■ Supplied text

Issue Details (XML | Word | Printable)

Key: LUCENE-1003
Type: Bug Bug
Status: Resolved Resolved
Resolution: Fixed
Priority: Major Major
Assignee: Otis Gospodnetic
Reporter: OpenTeam.ru
Votes: 1
Watchers: 0
Operations

If you were logged in you would be able to see more operations.
Lucene - Java

[PATCH] RussianAnalyzer's tokenizer skips numbers from input text,

Created: 19/Sep/07 05:00 AM   Updated: 14/May/08 05:38 AM
Return to search
Component/s: Analysis
Affects Version/s: 2.2
Fix Version/s: None

Time Tracking:
Not Specified

File Attachments:
  Size
Text File Licensed for inclusion in ASF works RussianCharsets.java.patch 2007-09-19 07:54 AM OpenTeam.ru 1 kB
Text File Licensed for inclusion in ASF works TestRussianAnalyzer.java.patch 2008-02-19 04:04 AM Dmitry Lihachev 0.7 kB

Lucene Fields: Patch Available, New
Resolution Date: 14/May/08 05:38 AM


 Description  « Hide
RussianAnalyzer's tokenizer skips numbers from input text, so that resulting token stream miss numbers. Problem can be solved by adding numbers to RussianCharsets.UnicodeRussian. See test case below for details.

■ Problem 1
Say whether each statement below agrees with the bug report above, answering yes or no and quoting the words of the bug report that decide it. (a) The bug was reported as affecting version 2.2. (b) The issue is assigned to Dmitry Lihachev. (c) The description says the problem can be solved by adding numbers to RussianCharsets.UnicodeRussian.
■ Problem 2
Reproduce the passage of the bug report that begins with the words "Key: LUCENE-1003" and ends after the words "see more operations.".

■ Excerpted records

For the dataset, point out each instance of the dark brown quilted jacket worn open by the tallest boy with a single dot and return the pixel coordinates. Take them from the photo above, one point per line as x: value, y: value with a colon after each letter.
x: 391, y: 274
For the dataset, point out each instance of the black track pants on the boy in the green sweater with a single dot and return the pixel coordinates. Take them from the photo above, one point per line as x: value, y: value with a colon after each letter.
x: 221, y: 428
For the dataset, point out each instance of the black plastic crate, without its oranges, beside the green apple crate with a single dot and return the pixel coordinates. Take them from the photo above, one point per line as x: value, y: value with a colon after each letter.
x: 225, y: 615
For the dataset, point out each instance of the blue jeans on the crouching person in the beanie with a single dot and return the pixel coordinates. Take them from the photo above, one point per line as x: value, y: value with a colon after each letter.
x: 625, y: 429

--

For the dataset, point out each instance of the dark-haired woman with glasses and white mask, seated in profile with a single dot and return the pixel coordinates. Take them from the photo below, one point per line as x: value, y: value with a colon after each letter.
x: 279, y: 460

■ Result 1
(a) Yes: "Affects Version/s: 2.2"
(b) No: "Assignee: Otis Gospodnetic"
(c) Yes: "Problem can be solved by adding numbers to RussianCharsets.UnicodeRussian."

■ Result 2
Key: LUCENE-1003
Type: Bug Bug
Status: Resolved Resolved
Resolution: Fixed
Priority: Major Major
Assignee: Otis Gospodnetic
Reporter: OpenTeam.ru
Votes: 1
Watchers: 0
Operations

If you were logged in you would be able to see more operations.